(Exercise goal) Please reproduce the lines of the records below from the one holding "Target: dense cityscape" through the one holding "Target: window", inclusive, skipping all pictures.

☆ ☆ ☆ ☆

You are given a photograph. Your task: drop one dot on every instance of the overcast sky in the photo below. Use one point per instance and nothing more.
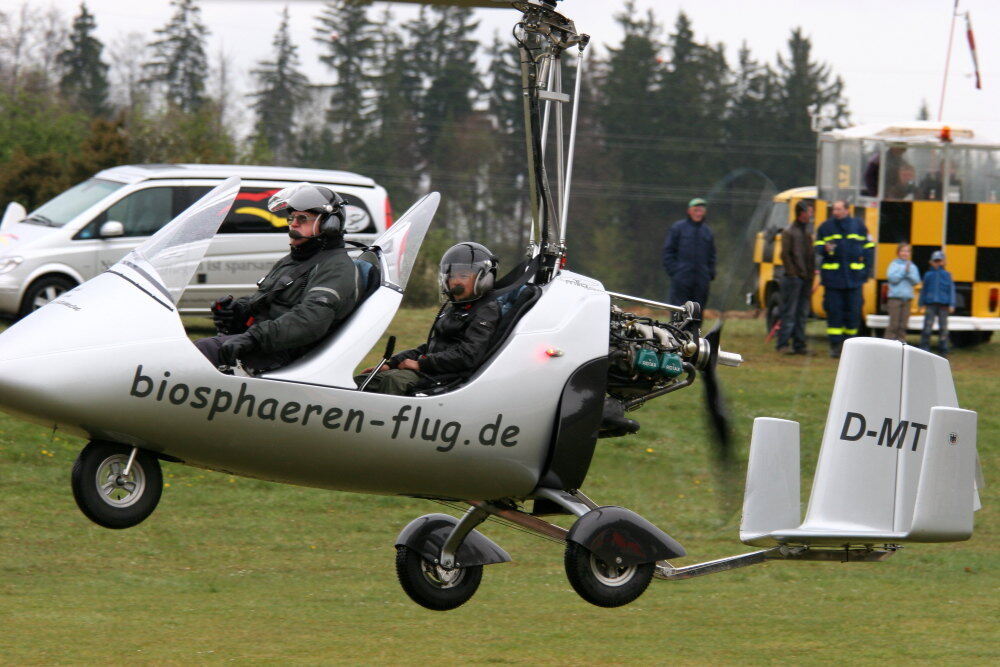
(890, 53)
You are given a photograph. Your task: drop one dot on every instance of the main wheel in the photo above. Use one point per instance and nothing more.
(44, 290)
(433, 586)
(602, 584)
(108, 497)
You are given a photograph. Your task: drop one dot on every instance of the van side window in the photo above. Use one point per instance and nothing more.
(142, 213)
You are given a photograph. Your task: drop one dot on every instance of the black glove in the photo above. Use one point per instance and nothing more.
(236, 347)
(229, 315)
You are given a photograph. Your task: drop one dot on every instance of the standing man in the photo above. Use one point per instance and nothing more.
(845, 256)
(798, 259)
(689, 256)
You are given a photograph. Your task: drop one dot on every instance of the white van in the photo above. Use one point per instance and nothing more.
(86, 229)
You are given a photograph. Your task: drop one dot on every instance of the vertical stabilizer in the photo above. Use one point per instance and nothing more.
(771, 499)
(945, 493)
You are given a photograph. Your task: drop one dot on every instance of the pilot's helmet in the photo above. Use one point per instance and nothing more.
(464, 261)
(318, 199)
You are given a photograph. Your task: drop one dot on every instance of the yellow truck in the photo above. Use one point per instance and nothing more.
(933, 185)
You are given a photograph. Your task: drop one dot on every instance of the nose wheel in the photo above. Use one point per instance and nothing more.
(116, 486)
(432, 586)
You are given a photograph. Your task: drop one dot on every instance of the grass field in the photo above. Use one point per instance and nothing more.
(231, 569)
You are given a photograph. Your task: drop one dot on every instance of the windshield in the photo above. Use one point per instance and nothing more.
(60, 210)
(170, 257)
(401, 242)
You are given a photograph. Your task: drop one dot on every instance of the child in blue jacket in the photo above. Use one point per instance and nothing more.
(903, 277)
(938, 299)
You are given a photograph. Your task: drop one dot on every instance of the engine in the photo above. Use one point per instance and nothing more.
(650, 358)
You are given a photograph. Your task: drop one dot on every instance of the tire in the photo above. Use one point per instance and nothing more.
(43, 291)
(601, 585)
(106, 502)
(434, 587)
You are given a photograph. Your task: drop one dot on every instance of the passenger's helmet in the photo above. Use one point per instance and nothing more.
(318, 199)
(468, 259)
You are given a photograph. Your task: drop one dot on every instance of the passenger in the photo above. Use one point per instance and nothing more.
(305, 295)
(462, 333)
(899, 175)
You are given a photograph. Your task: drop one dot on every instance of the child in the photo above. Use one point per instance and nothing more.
(938, 297)
(462, 333)
(903, 276)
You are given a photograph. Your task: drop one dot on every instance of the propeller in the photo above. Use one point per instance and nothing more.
(717, 414)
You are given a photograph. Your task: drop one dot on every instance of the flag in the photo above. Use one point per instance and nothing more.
(972, 48)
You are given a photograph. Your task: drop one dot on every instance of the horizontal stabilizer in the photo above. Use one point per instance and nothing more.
(897, 462)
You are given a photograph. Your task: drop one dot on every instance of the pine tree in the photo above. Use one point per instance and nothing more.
(281, 87)
(806, 87)
(348, 37)
(179, 63)
(84, 75)
(390, 152)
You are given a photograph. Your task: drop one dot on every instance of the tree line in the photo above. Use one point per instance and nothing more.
(422, 105)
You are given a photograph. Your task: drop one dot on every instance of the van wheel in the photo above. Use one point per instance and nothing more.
(43, 291)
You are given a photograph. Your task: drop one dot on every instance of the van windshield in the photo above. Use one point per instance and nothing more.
(66, 206)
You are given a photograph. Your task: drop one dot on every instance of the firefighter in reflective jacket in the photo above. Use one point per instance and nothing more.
(845, 260)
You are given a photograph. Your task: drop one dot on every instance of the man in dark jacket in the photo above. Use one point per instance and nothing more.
(846, 258)
(689, 256)
(462, 333)
(798, 260)
(304, 296)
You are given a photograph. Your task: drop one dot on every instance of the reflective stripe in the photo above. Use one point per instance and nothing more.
(325, 289)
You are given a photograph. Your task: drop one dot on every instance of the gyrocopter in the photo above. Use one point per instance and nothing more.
(897, 461)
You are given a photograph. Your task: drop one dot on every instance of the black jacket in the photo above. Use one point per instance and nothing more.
(459, 340)
(293, 313)
(689, 252)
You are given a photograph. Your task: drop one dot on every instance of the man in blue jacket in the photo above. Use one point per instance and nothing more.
(938, 299)
(845, 256)
(689, 256)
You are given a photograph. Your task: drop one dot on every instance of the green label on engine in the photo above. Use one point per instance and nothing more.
(671, 365)
(646, 361)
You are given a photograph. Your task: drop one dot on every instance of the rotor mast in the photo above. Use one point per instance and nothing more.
(543, 35)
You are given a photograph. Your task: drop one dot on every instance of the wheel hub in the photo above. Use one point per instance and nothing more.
(610, 575)
(116, 488)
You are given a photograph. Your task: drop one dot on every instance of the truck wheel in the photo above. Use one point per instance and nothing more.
(433, 586)
(602, 584)
(105, 495)
(44, 290)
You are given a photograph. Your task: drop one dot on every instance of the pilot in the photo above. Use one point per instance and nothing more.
(462, 333)
(305, 295)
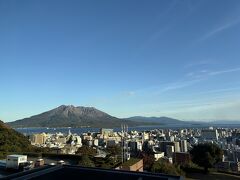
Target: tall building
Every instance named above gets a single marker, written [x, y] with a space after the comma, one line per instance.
[181, 158]
[210, 134]
[39, 138]
[170, 150]
[176, 147]
[183, 145]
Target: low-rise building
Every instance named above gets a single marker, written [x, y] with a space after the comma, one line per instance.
[15, 161]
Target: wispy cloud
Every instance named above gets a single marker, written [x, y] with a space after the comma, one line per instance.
[206, 73]
[224, 71]
[200, 63]
[219, 29]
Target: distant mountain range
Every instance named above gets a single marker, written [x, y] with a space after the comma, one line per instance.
[71, 116]
[161, 120]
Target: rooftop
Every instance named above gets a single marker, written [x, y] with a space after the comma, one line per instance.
[77, 172]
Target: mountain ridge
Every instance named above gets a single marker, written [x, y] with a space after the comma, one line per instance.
[73, 116]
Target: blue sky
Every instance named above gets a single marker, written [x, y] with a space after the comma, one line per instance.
[152, 58]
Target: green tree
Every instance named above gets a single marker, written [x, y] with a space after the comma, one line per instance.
[86, 161]
[206, 155]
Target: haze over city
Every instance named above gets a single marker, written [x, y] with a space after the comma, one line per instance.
[127, 58]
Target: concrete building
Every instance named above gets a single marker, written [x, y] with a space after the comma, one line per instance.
[176, 147]
[39, 138]
[169, 150]
[210, 134]
[15, 161]
[158, 155]
[181, 158]
[132, 165]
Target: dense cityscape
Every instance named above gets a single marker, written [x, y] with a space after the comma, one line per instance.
[120, 90]
[158, 150]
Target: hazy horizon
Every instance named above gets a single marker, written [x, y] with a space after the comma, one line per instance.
[178, 59]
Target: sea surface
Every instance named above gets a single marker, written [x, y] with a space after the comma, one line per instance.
[29, 131]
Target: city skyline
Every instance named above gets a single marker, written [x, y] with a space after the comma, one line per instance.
[158, 58]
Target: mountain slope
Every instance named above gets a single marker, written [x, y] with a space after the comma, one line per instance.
[161, 120]
[12, 141]
[71, 116]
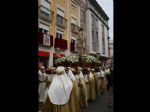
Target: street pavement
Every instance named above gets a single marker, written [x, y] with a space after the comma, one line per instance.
[99, 105]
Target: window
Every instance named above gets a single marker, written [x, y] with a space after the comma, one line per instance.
[73, 41]
[46, 3]
[74, 21]
[96, 24]
[97, 42]
[82, 15]
[45, 11]
[60, 17]
[103, 39]
[93, 43]
[73, 6]
[92, 20]
[43, 28]
[59, 34]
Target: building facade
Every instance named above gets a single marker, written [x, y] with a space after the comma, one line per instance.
[111, 53]
[59, 24]
[59, 21]
[95, 22]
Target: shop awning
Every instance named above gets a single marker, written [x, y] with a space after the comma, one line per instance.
[43, 54]
[56, 56]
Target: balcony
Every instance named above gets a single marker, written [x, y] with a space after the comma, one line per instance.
[73, 47]
[74, 28]
[45, 14]
[61, 21]
[60, 43]
[45, 39]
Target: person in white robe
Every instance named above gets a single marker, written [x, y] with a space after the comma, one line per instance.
[59, 93]
[42, 77]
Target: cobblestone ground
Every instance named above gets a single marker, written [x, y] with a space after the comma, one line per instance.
[101, 104]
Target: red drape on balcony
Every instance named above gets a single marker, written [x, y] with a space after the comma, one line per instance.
[43, 54]
[72, 47]
[41, 36]
[55, 55]
[61, 43]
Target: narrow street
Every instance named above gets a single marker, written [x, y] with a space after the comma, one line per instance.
[99, 105]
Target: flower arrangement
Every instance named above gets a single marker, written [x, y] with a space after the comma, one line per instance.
[60, 60]
[89, 59]
[72, 59]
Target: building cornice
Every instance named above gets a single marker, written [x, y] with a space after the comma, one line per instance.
[98, 17]
[95, 4]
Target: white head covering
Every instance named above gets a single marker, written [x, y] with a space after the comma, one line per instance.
[91, 75]
[71, 75]
[60, 88]
[80, 74]
[102, 73]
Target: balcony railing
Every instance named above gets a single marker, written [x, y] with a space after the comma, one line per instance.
[61, 21]
[45, 14]
[74, 28]
[60, 43]
[73, 47]
[45, 39]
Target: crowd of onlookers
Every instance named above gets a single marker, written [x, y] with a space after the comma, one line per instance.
[78, 85]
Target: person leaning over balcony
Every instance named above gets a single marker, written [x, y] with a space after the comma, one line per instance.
[42, 77]
[74, 101]
[59, 93]
[82, 88]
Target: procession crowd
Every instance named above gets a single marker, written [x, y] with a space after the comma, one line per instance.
[68, 89]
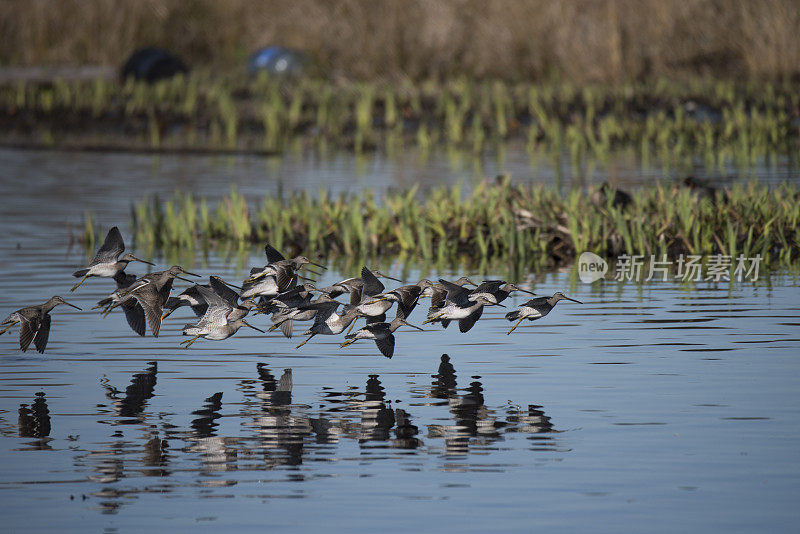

☆ ☆ ☆ ☆

(Response area)
Target: dense cityscape
Every instance named above gets a single marker, written [x, y] with a space after the comma, one line per instance.
[120, 90]
[158, 150]
Target: hazy horizon
Every instance named above gets a single marker, written [x, y] with a space after the comma, one line per instance.
[178, 59]
Target: sea surface
Every instance named above gets a single marker, written [x, y] with a space after the comma, one line per instance.
[29, 131]
Target: city skyline
Every instance named above gets a single marker, written [x, y] with a space after the comma, one line per instance.
[158, 58]
Target: mountain slope
Every instance named above gets a single marker, written [x, y] with a space after the comma, one line per instance.
[161, 120]
[12, 141]
[71, 116]
Target: street pavement
Every instance named above gets a single marker, written [x, y] with a space after the comma, one line per instance.
[99, 105]
Target: window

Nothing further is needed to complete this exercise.